Extracted text:
+--

A company’s approach to diversity and inclusion increasingly proves to be the difference between someone accepting or rejecting a job, or even leaving their current role, according to Aspire chairman Paul Farrer.
The driving force behind the London recruitment firm, active in the Square Mile since 1992, told City A.M. this morning that whether or not employers have robust diversity and inclusion policies could be the deciding factor in overcoming staff shortages and retaining their existing workforce.
“When so many organisations are struggling to recruit people to plug skills gaps as they look to recover from the pandemic, employers simply can’t afford to overlook this fundamentally important aspect of a job,” the industry veteran continued.
Farrer’s comments are backed up by new research from the company, which was shared exclusively with City A.M.
The results showed that for three quarters of UK workers, it’s either extremely important (39 per cent) or very important (35 per cent) that an organisation has a diversity & inclusion policy in place.

+--

Goal of the exercise: Set down the passage of the hiring article from "A company’s approach" to "chairman Paul Farrer.", word for word.

Extracted data:

+--

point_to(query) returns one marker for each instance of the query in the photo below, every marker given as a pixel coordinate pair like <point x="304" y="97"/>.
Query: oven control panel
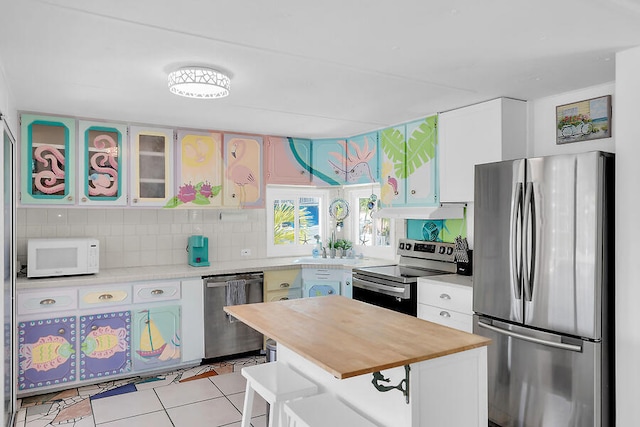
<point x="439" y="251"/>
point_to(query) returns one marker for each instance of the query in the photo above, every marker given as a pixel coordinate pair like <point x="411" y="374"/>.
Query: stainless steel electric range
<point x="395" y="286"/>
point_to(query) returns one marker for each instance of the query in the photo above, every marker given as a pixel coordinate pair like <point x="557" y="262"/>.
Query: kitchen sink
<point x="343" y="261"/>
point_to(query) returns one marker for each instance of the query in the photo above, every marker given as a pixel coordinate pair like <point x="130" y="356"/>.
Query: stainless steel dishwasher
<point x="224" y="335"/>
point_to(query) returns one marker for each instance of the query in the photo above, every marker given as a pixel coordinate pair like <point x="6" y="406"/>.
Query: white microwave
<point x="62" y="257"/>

+--

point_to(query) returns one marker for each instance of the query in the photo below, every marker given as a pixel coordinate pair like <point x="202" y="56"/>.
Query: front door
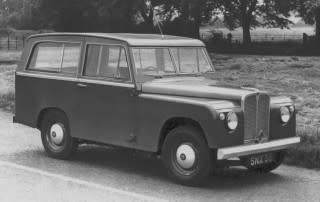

+--

Answer for this exercise:
A company’s approach to diversity and inclusion increasingly proves to be the difference between someone accepting or rejecting a job, or even leaving their current role, according to Aspire chairman Paul Farrer.